REQUIRED WORK:
Exact reproduction of all the data is required, with pictures excluded.

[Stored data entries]
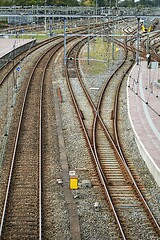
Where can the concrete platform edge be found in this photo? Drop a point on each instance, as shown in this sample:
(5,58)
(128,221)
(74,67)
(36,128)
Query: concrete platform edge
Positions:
(153,168)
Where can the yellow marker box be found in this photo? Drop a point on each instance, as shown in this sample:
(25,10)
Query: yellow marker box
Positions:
(73,182)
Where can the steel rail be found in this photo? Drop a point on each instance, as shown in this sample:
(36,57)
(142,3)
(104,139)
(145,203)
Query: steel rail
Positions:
(40,143)
(96,110)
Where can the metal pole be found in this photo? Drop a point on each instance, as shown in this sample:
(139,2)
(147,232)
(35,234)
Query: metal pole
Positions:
(96,11)
(113,43)
(45,19)
(65,51)
(138,19)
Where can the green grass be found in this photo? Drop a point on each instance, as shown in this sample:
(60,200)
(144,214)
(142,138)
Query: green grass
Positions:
(101,52)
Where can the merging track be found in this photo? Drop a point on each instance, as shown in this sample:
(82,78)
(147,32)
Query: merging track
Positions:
(122,192)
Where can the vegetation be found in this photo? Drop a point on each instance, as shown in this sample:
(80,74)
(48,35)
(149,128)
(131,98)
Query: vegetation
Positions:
(100,3)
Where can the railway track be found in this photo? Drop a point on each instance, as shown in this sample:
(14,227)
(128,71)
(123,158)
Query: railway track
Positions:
(22,208)
(118,183)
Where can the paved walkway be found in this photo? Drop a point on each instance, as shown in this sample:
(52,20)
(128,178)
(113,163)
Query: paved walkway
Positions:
(144,112)
(7,44)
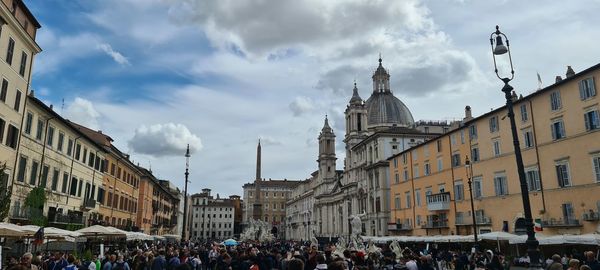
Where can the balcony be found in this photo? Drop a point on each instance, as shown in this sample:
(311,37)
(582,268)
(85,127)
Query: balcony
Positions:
(70,218)
(438,202)
(24,213)
(88,204)
(435,224)
(561,222)
(468,221)
(399,227)
(591,216)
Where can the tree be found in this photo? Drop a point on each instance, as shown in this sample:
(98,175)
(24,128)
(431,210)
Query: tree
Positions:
(5,193)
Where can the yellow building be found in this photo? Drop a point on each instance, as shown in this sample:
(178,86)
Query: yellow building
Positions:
(120,186)
(17,47)
(558,132)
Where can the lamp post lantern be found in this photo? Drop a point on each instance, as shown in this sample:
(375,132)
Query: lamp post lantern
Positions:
(469,170)
(497,40)
(187,173)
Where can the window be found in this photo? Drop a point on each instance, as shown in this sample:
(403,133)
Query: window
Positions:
(528,138)
(459,191)
(532,176)
(22,166)
(23,64)
(10,51)
(558,129)
(568,212)
(524,116)
(494,124)
(500,185)
(33,175)
(596,162)
(473,132)
(477,187)
(587,88)
(12,137)
(65,182)
(40,130)
(456,160)
(61,139)
(2,125)
(592,121)
(562,174)
(44,179)
(50,136)
(4,90)
(17,106)
(475,154)
(555,103)
(28,122)
(496,144)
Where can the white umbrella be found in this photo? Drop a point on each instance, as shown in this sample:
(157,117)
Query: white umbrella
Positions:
(98,230)
(11,230)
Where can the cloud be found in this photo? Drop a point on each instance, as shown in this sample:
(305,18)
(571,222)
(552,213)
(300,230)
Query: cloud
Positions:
(117,56)
(83,112)
(301,105)
(168,139)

FINAL ANSWER:
Where can the concrete platform edge be found in this photo? Drop a point on each instance, as shown in this sample:
(5,58)
(128,221)
(74,67)
(36,128)
Query: concrete platform edge
Positions:
(153,168)
Where can the yellow marker box be found in this photo? Drop a point on each instance, as shown in this sample:
(25,10)
Query: yellow marker box
Positions:
(73,182)
Where can the steel rail be found in this photo? Drop a point on each instance, as shown in this sample:
(36,57)
(142,3)
(104,139)
(145,203)
Query: steel rail
Positions:
(40,143)
(96,110)
Where can the metal pole be found in this photo? Drop a point on each instance, as shown in this sample:
(139,2)
(147,232)
(35,234)
Query: metal pole
Positions:
(96,11)
(113,43)
(45,19)
(65,51)
(138,19)
Where can the green grass be found in this photo? Drop a point on each instance, as shown in this sample:
(60,200)
(144,214)
(142,138)
Query: green grass
Positions:
(101,52)
Where can the merging track be found in this photo? Drop a point on each instance, as shown in this sample:
(82,78)
(147,32)
Query: merging track
Positions:
(122,192)
Where can the vegetation be found in this photo? Drop a point on each instance, as shown in this sample:
(80,74)
(48,35)
(149,128)
(131,98)
Query: vegetation
Positions:
(100,3)
Where can the railway track be found in this photo? Drop a point on each instance, as shown in this sample:
(14,227)
(128,71)
(123,158)
Query: railway track
Positions:
(22,208)
(118,183)
Where can the paved walkway be found in this photo? Drop a point on each instance, as shown in this sample:
(52,20)
(128,178)
(113,163)
Query: paved walkway
Positions:
(144,112)
(7,44)
Where can the balcony be found in this photo? Drop a point on each instance, as shown in this sample:
(311,37)
(582,268)
(85,127)
Query: balcony
Positions:
(70,218)
(438,202)
(24,213)
(88,204)
(435,224)
(561,222)
(468,221)
(399,227)
(591,216)
Where can the tree be found in this photo? Drop a point on each instance, as shown in this sample:
(98,175)
(24,128)
(431,210)
Query: tree
Positions:
(5,193)
Where can the yellow building be found in this photo? Drop a point on each instance, as shown in this sample:
(178,86)
Query: yellow building
Positions:
(120,186)
(17,47)
(558,132)
Where can the lamp post lantern be found in this photo? Drop a point on each instance, as shown in this sample:
(375,132)
Query: lamp post lantern
Positions:
(469,170)
(497,40)
(187,173)
Where can the window be found in this photo? Drop a point on each instance, as shown in this sample:
(403,133)
Query: window
Positions:
(528,138)
(459,191)
(532,176)
(22,166)
(23,64)
(10,51)
(558,129)
(568,212)
(524,116)
(494,124)
(500,185)
(33,175)
(596,162)
(473,132)
(477,187)
(587,88)
(12,137)
(65,182)
(40,130)
(456,160)
(61,139)
(2,125)
(592,121)
(562,174)
(44,179)
(50,136)
(4,90)
(17,106)
(475,154)
(555,103)
(28,122)
(496,144)
Where can the white umbrella be found in this photo? Drop a point on each instance, as shown in this sample:
(157,117)
Query: white umbrella
Positions:
(98,230)
(11,230)
Where can the cloud be found in this photo? Drop a point on each instance, as shown in this sample:
(305,18)
(571,222)
(552,213)
(300,230)
Query: cloud
Positions:
(117,56)
(83,112)
(301,105)
(168,139)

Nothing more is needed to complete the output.